Job »
Could you rewrite all of the rows below, changing every "sample shape" to "example format" and keeping everything else the same? Leave the pictures out.

---*---

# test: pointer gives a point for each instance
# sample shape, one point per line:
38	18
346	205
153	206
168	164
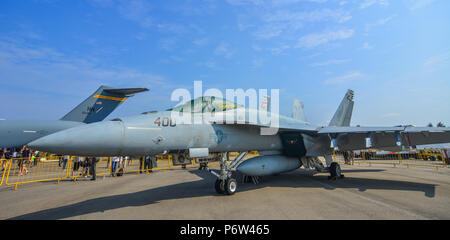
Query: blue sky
395	54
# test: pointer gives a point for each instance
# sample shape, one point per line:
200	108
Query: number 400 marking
165	122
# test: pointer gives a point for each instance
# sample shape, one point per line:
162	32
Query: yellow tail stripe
110	98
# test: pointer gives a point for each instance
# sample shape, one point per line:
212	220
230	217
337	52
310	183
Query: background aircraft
296	142
16	133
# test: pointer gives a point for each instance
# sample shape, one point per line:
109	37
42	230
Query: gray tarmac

---*---

Answer to this task »
# test: pointer gives a point for each instance
# example format, one point per line:
38	18
346	205
153	206
168	164
Query: blue sky
395	54
# test: pointer gives a point for each instance
# example format, one point per line:
200	108
Query: number 400 marking
165	122
# test: pointer gives a point for each instance
# example format, one point per line:
162	32
Query: yellow tail stripe
110	98
# test: pointer gives a point for each instance
# example format, one point per line:
212	220
230	217
337	52
310	183
Query: background aircraft
296	142
16	133
# test: pointer gives a point for each instance
# example format, one point per line:
109	37
42	230
Query: gray tarmac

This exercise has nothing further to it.